Photo-based referring expression data
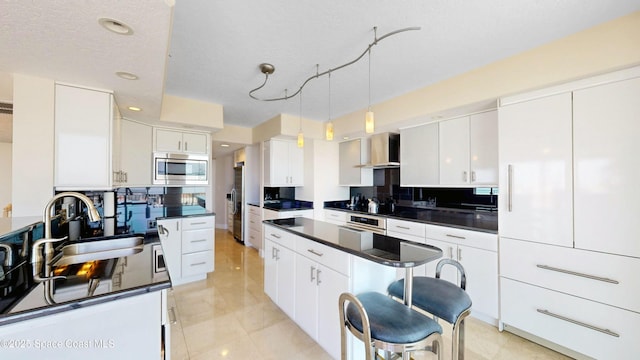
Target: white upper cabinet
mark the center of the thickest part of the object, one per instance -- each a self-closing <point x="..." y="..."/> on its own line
<point x="283" y="163"/>
<point x="419" y="155"/>
<point x="606" y="170"/>
<point x="135" y="160"/>
<point x="83" y="120"/>
<point x="454" y="151"/>
<point x="469" y="150"/>
<point x="483" y="148"/>
<point x="353" y="154"/>
<point x="173" y="140"/>
<point x="535" y="201"/>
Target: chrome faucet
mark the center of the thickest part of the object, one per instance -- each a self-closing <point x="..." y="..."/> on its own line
<point x="45" y="263"/>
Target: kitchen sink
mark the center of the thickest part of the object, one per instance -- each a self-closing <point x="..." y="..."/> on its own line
<point x="100" y="248"/>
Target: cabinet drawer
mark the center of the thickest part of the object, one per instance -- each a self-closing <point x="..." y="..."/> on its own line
<point x="279" y="236"/>
<point x="581" y="273"/>
<point x="197" y="263"/>
<point x="523" y="307"/>
<point x="475" y="239"/>
<point x="197" y="240"/>
<point x="322" y="254"/>
<point x="198" y="222"/>
<point x="406" y="227"/>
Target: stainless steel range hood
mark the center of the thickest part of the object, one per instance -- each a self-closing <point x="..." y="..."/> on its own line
<point x="385" y="151"/>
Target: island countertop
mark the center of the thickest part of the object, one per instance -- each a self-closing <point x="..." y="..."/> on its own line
<point x="382" y="249"/>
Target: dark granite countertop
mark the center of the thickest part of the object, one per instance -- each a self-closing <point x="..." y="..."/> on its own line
<point x="28" y="302"/>
<point x="287" y="205"/>
<point x="478" y="220"/>
<point x="382" y="249"/>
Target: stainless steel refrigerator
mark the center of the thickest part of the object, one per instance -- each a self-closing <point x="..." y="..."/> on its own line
<point x="237" y="197"/>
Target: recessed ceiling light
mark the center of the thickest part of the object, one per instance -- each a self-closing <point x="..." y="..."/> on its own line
<point x="115" y="26"/>
<point x="127" y="76"/>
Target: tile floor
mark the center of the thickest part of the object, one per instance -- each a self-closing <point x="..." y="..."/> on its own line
<point x="228" y="316"/>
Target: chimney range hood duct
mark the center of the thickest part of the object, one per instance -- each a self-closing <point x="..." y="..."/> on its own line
<point x="385" y="151"/>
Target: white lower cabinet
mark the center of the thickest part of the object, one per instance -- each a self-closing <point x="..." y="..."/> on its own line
<point x="187" y="245"/>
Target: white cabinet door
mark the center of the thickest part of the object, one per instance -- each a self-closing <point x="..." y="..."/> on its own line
<point x="606" y="170"/>
<point x="168" y="140"/>
<point x="270" y="270"/>
<point x="306" y="290"/>
<point x="419" y="156"/>
<point x="352" y="154"/>
<point x="195" y="143"/>
<point x="535" y="200"/>
<point x="483" y="148"/>
<point x="83" y="120"/>
<point x="330" y="285"/>
<point x="454" y="151"/>
<point x="136" y="148"/>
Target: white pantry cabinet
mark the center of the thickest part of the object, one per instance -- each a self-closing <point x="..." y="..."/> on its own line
<point x="83" y="141"/>
<point x="283" y="163"/>
<point x="176" y="141"/>
<point x="353" y="154"/>
<point x="535" y="201"/>
<point x="419" y="155"/>
<point x="606" y="171"/>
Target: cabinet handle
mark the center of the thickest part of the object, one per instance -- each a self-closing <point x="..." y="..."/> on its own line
<point x="510" y="187"/>
<point x="456" y="236"/>
<point x="315" y="252"/>
<point x="172" y="316"/>
<point x="564" y="271"/>
<point x="580" y="323"/>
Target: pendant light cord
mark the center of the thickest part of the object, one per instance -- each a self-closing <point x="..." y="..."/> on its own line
<point x="270" y="69"/>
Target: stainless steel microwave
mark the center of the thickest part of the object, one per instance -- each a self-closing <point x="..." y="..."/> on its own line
<point x="180" y="169"/>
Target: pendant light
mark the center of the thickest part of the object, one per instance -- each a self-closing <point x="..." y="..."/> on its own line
<point x="300" y="135"/>
<point x="329" y="129"/>
<point x="368" y="117"/>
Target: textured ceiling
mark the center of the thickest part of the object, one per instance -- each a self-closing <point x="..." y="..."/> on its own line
<point x="217" y="46"/>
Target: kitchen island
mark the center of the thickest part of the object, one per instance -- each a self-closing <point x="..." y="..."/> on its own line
<point x="309" y="263"/>
<point x="119" y="309"/>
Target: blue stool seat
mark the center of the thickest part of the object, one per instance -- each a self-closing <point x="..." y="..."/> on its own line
<point x="435" y="296"/>
<point x="390" y="320"/>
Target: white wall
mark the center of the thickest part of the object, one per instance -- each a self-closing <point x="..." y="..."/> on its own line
<point x="222" y="184"/>
<point x="32" y="158"/>
<point x="5" y="174"/>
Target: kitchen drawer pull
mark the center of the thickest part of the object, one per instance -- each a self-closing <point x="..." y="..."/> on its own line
<point x="510" y="187"/>
<point x="172" y="316"/>
<point x="456" y="236"/>
<point x="315" y="252"/>
<point x="592" y="277"/>
<point x="580" y="323"/>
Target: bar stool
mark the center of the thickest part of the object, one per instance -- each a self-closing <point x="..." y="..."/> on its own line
<point x="442" y="299"/>
<point x="384" y="324"/>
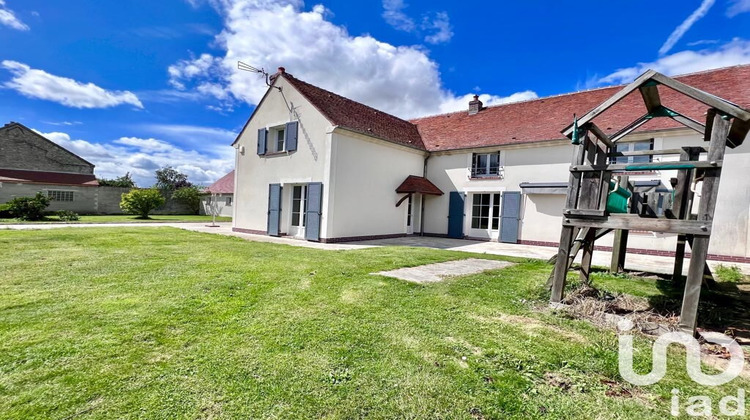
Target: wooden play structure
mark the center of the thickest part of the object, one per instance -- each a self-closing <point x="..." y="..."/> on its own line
<point x="600" y="196"/>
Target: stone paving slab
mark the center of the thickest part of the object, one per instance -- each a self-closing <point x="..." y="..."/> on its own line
<point x="433" y="273"/>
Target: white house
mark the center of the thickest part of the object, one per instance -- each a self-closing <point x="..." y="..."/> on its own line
<point x="218" y="198"/>
<point x="315" y="165"/>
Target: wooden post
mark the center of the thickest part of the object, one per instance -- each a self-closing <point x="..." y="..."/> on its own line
<point x="681" y="206"/>
<point x="588" y="253"/>
<point x="566" y="235"/>
<point x="717" y="126"/>
<point x="620" y="243"/>
<point x="561" y="265"/>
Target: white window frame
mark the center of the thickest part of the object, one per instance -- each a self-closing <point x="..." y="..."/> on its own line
<point x="272" y="141"/>
<point x="50" y="194"/>
<point x="488" y="173"/>
<point x="630" y="148"/>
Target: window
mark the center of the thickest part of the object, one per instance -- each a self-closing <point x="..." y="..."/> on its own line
<point x="299" y="205"/>
<point x="57" y="195"/>
<point x="634" y="146"/>
<point x="277" y="139"/>
<point x="485" y="165"/>
<point x="485" y="209"/>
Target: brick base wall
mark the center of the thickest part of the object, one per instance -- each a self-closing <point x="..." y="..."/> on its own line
<point x="713" y="257"/>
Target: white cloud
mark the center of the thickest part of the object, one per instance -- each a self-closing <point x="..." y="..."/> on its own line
<point x="733" y="53"/>
<point x="141" y="157"/>
<point x="8" y="18"/>
<point x="438" y="25"/>
<point x="686" y="25"/>
<point x="738" y="6"/>
<point x="39" y="84"/>
<point x="402" y="80"/>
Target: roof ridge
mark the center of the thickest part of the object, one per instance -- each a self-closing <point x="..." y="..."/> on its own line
<point x="344" y="97"/>
<point x="558" y="95"/>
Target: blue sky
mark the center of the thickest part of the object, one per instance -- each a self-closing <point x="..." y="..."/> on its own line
<point x="135" y="85"/>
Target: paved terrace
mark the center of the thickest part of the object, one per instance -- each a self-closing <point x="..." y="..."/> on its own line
<point x="637" y="262"/>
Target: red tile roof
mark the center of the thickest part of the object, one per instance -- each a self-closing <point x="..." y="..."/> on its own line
<point x="542" y="119"/>
<point x="225" y="185"/>
<point x="358" y="117"/>
<point x="38" y="177"/>
<point x="418" y="184"/>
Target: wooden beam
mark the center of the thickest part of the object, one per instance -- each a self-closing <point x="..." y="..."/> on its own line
<point x="690" y="123"/>
<point x="701" y="96"/>
<point x="635" y="222"/>
<point x="620" y="243"/>
<point x="719" y="130"/>
<point x="588" y="254"/>
<point x="600" y="135"/>
<point x="662" y="152"/>
<point x="561" y="265"/>
<point x="650" y="166"/>
<point x="643" y="119"/>
<point x="650" y="94"/>
<point x="738" y="132"/>
<point x="617" y="97"/>
<point x="681" y="206"/>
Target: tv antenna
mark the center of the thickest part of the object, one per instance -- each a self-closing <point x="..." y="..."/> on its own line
<point x="247" y="67"/>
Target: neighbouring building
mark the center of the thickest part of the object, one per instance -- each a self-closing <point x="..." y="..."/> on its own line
<point x="219" y="197"/>
<point x="315" y="165"/>
<point x="30" y="163"/>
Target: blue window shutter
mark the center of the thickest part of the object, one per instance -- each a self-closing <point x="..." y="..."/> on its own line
<point x="290" y="135"/>
<point x="456" y="215"/>
<point x="262" y="137"/>
<point x="314" y="211"/>
<point x="274" y="209"/>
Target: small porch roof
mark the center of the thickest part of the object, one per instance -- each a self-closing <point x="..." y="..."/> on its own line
<point x="418" y="184"/>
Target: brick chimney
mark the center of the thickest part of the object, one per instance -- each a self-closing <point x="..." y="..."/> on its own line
<point x="475" y="105"/>
<point x="280" y="71"/>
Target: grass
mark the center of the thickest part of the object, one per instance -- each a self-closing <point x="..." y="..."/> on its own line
<point x="125" y="218"/>
<point x="164" y="323"/>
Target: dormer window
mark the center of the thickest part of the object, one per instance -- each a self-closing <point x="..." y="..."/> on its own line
<point x="486" y="165"/>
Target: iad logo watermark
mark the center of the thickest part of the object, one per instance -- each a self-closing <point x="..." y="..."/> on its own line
<point x="698" y="405"/>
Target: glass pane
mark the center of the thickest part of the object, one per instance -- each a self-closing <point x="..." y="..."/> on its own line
<point x="495" y="164"/>
<point x="495" y="211"/>
<point x="482" y="161"/>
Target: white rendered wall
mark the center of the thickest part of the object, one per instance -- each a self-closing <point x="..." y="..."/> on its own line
<point x="307" y="164"/>
<point x="364" y="176"/>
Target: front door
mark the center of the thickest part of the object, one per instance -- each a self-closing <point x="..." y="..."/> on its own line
<point x="485" y="215"/>
<point x="299" y="208"/>
<point x="510" y="217"/>
<point x="410" y="215"/>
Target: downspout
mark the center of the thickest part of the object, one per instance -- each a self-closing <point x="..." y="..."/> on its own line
<point x="421" y="201"/>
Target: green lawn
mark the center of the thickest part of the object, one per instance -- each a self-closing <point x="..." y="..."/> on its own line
<point x="127" y="218"/>
<point x="164" y="323"/>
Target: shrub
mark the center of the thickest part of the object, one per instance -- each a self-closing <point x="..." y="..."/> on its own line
<point x="730" y="273"/>
<point x="67" y="215"/>
<point x="190" y="196"/>
<point x="29" y="208"/>
<point x="141" y="202"/>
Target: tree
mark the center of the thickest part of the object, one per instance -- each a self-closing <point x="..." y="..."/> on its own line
<point x="190" y="196"/>
<point x="169" y="180"/>
<point x="141" y="202"/>
<point x="125" y="181"/>
<point x="29" y="208"/>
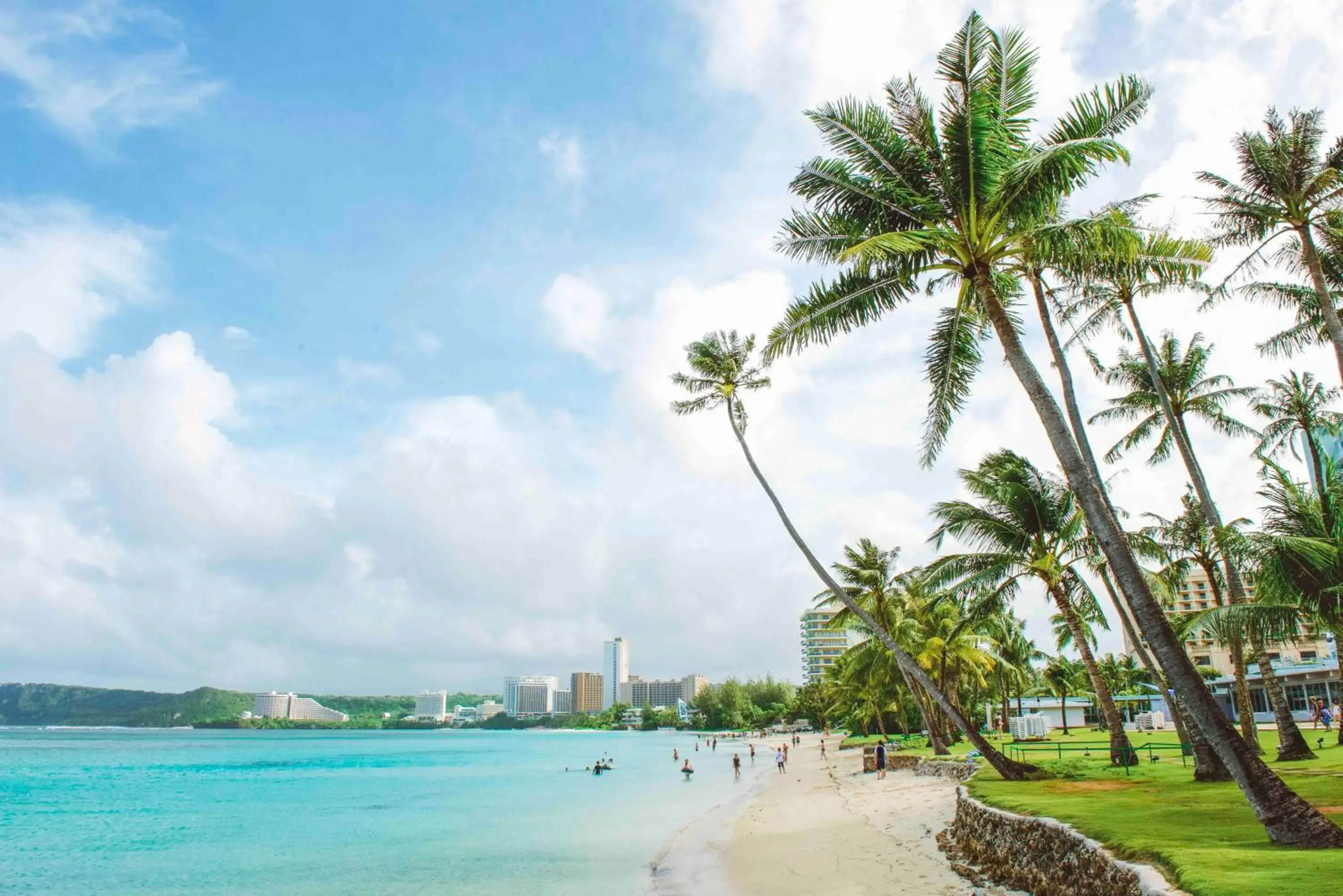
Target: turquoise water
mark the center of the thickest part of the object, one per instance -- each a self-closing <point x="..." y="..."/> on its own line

Aim of the task
Reproduce exactly the section above that begins at the line containing "Target: chimney range hood duct" and ends at the line containing "Target: white pantry cabinet", leaving out all other lines.

Your response
Target: chimney range hood duct
mark the center of the thickest part of the object, one per instance -- each a self-closing <point x="..." y="..."/> on its own line
<point x="385" y="151"/>
Target: white lower cabinet
mark the center of the thickest part of the object, one per instance -- each a self-closing <point x="..." y="..."/> on its own line
<point x="187" y="245"/>
Target: white cabinet door
mark the center of the thickest part of the object, one per instance -- each a self-closing <point x="..." y="..."/> on its own line
<point x="606" y="170"/>
<point x="168" y="140"/>
<point x="270" y="270"/>
<point x="306" y="290"/>
<point x="419" y="156"/>
<point x="352" y="154"/>
<point x="195" y="143"/>
<point x="535" y="200"/>
<point x="483" y="148"/>
<point x="83" y="120"/>
<point x="330" y="285"/>
<point x="454" y="151"/>
<point x="136" y="148"/>
Target: white pantry cabinet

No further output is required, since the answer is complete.